• **Dataset excerpts**:
-- Start --
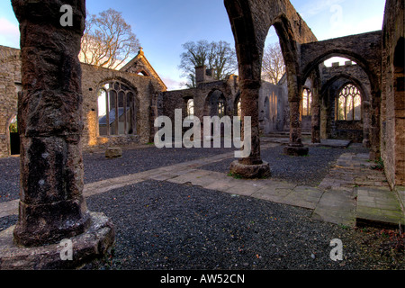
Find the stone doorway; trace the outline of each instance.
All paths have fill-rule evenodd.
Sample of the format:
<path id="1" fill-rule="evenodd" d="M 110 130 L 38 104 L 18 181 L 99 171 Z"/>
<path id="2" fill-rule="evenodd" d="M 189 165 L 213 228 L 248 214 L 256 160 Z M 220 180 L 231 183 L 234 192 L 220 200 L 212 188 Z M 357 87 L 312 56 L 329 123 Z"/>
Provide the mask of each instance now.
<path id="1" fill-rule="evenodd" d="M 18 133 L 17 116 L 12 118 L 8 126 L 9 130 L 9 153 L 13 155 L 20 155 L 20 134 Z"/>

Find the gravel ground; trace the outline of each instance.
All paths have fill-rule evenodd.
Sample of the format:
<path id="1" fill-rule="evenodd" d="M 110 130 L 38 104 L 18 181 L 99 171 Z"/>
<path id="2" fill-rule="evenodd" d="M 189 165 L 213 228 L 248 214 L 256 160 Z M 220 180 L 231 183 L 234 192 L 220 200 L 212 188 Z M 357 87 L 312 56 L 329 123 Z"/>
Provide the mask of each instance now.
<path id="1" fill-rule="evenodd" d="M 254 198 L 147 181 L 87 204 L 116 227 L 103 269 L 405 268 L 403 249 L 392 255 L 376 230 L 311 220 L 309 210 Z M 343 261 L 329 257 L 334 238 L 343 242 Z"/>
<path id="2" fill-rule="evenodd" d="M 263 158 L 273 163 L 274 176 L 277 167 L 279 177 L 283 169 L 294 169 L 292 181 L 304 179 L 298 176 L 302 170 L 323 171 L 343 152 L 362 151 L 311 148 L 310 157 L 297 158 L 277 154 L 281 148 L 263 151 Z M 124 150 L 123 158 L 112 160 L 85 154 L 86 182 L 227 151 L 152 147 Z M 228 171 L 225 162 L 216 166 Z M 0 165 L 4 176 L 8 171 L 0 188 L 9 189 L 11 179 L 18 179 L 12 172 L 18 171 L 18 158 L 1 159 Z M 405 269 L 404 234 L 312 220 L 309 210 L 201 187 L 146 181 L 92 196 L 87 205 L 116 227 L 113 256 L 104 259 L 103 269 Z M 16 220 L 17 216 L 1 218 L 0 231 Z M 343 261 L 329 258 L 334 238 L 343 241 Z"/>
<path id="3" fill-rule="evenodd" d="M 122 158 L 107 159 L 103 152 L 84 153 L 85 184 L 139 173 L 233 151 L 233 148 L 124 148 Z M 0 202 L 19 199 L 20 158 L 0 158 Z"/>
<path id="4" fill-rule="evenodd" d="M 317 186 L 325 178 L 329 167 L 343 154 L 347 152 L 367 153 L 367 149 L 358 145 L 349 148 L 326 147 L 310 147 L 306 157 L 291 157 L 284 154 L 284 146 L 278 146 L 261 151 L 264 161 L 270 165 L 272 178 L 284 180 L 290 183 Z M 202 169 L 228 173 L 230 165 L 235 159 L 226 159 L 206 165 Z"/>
-- End --
-- Start --
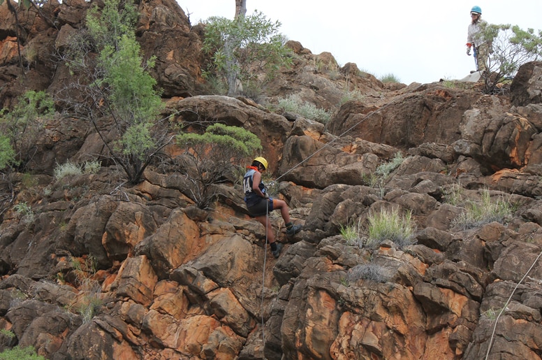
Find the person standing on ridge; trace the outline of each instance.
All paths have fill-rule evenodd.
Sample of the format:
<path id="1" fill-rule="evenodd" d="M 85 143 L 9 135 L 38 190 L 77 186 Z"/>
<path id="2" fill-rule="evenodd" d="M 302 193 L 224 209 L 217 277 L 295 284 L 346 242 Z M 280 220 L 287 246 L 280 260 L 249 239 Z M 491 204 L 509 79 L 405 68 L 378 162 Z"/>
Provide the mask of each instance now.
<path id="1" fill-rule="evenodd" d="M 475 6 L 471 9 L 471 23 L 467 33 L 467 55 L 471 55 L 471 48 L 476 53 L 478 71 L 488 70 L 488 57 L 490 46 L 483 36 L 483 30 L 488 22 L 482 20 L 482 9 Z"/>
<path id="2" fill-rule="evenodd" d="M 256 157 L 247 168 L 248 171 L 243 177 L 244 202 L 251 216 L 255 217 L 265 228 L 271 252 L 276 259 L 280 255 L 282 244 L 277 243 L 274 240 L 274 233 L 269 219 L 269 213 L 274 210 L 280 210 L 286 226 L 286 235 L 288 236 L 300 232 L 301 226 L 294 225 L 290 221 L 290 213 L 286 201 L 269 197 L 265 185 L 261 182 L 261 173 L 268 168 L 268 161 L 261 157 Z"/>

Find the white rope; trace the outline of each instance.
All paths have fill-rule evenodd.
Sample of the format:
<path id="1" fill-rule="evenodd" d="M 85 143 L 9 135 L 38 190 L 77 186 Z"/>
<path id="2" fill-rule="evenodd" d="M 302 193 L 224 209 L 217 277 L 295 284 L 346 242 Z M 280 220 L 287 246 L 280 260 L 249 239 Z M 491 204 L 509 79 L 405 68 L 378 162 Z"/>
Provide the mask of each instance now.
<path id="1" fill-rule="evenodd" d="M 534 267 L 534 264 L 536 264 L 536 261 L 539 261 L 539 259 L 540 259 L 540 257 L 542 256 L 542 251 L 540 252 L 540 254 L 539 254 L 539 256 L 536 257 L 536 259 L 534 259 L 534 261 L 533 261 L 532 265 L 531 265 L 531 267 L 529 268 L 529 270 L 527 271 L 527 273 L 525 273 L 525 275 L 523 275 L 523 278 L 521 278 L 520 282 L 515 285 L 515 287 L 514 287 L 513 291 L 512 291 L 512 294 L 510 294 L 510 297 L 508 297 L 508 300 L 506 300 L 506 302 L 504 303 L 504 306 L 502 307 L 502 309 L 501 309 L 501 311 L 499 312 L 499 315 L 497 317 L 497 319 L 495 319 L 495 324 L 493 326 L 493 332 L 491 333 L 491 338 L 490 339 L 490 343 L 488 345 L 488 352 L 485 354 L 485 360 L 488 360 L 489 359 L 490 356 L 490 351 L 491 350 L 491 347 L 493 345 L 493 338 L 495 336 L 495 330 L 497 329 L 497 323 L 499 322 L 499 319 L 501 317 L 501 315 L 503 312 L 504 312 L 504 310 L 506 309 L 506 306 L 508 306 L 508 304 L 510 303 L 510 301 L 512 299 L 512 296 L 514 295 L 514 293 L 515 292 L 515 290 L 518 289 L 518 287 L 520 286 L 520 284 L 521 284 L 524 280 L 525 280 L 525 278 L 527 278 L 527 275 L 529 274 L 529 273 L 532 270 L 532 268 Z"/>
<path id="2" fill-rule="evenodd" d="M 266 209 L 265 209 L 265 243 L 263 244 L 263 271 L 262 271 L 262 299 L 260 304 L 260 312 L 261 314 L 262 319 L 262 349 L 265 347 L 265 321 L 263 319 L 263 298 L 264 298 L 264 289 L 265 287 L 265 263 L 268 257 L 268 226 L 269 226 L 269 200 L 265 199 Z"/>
-- End --
Return each line of the items above that contains the word "Find", treating uppercase and lowercase letters as different.

• **Answer to this problem**:
Find the stone doorway; trace the outline of each instance.
Find the gravel ground; trace the outline of each instance.
Find the person standing on ridge; trace the outline of each instance.
Find the white rope; trace the outline of each instance.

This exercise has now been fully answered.